### Required action 1
Quote from the article on SSRIs and sleep in older women, starting at "THURSDAY, Oct. 19" and ending at "American Geriatrics Society.".
### Required action 2
Extend the article on SSRIs and sleep disturbances in older women from its last sentence.

SSRIs Linked to Sleep Disturbances in Older Women

Study questions benefits and risks of SSRIs for older women

THURSDAY, Oct. 19 (HealthDay News) -- Older women who take selective serotonin reuptake inhibitors (SSRIs) are more likely to experience sleep disturbances regardless of whether or not they show evidence of depression compared with women who don't take antidepressants, according to a cross-sectional study in the October issue of the Journal of the American Geriatrics Society.

Kristine E. Ensrud, M.D., M.P.H., of the University of Minnesota in Minneapolis, and colleagues examined links between use of SSRIs and sleep disturbances among 2,630 women aged 71 and older who were not using antidepressants and 223 who were taking SSRIs alone without other antidepressants.

### Information given

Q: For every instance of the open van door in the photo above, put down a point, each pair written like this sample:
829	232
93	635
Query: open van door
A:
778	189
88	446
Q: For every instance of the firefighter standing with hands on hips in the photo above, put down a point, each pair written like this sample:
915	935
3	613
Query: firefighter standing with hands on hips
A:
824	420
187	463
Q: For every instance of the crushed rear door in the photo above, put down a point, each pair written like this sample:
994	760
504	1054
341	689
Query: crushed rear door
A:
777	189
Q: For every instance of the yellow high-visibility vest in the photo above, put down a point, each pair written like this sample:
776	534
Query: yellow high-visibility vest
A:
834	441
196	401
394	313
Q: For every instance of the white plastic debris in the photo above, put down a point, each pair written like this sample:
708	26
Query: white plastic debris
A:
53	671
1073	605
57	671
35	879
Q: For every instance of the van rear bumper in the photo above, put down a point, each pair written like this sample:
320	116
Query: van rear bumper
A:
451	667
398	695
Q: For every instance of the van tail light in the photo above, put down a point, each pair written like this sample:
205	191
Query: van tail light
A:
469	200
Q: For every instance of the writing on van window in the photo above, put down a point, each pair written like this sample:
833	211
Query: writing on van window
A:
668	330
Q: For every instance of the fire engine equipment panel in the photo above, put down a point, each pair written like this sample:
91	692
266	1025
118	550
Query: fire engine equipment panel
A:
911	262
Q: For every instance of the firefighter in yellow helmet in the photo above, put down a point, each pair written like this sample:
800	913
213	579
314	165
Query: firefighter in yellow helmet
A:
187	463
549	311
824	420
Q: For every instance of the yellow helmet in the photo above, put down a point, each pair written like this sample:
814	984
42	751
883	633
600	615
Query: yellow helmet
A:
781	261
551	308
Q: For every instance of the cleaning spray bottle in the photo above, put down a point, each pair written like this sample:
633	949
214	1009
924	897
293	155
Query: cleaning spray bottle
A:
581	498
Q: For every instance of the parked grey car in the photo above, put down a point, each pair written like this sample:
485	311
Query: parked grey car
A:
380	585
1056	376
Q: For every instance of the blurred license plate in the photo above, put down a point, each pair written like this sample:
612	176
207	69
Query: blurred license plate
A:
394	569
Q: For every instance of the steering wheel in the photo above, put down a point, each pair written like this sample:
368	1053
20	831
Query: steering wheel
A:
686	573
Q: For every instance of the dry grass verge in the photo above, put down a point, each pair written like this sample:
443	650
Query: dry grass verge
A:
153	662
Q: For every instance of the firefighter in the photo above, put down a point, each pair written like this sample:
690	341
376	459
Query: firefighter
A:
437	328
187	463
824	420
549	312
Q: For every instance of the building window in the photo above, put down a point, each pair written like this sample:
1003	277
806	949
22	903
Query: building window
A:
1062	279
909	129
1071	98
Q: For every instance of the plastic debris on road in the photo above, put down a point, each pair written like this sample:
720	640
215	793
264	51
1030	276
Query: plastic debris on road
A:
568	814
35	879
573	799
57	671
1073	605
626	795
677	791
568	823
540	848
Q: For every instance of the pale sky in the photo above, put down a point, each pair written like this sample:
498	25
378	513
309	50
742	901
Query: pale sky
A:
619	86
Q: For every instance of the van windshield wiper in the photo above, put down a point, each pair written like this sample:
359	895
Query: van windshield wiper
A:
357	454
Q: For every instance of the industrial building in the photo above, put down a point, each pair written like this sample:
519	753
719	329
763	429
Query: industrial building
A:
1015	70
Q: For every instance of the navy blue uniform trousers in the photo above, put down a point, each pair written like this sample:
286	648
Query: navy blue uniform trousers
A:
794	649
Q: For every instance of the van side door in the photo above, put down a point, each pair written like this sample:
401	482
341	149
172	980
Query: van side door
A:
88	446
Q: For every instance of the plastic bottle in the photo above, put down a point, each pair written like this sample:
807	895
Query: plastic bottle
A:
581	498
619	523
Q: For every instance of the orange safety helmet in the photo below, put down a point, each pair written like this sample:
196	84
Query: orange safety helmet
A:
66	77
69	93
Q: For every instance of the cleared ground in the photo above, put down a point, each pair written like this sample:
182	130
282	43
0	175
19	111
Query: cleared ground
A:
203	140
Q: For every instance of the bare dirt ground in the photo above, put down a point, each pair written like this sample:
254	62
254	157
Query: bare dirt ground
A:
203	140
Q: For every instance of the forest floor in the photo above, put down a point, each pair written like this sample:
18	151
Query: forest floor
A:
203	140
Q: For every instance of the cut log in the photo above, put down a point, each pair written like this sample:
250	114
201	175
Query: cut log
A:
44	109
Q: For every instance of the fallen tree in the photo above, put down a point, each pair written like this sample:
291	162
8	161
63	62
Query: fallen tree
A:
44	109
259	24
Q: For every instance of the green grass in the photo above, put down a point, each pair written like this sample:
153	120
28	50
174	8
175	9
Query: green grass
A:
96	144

### Final answer 1
THURSDAY, Oct. 19 (HealthDay News) -- Older women who take selective serotonin reuptake inhibitors (SSRIs) are more likely to experience sleep disturbances regardless of whether or not they show evidence of depression compared with women who don't take antidepressants, according to a cross-sectional study in the October issue of the Journal of the American Geriatrics Society.

### Final answer 2
After excluding depressed women and controlling for other confounding variables, the women who took an SSRI were more than twice as likely to report sleeping five hours or less per night, a sleep efficiency of less than 70 percent. They also were more likely to report taking an hour or longer to fall asleep and 75 percent more likely to have eight or more long wake episodes at night than their counterparts who did not take antidepressants.

"These results raise some uncertainty regarding the risks and benefits of SSRI use in the older population and suggest that the potential for sleep disturbance should be considered when prescribing SSRIs to older people in clinical practice," the authors concluded.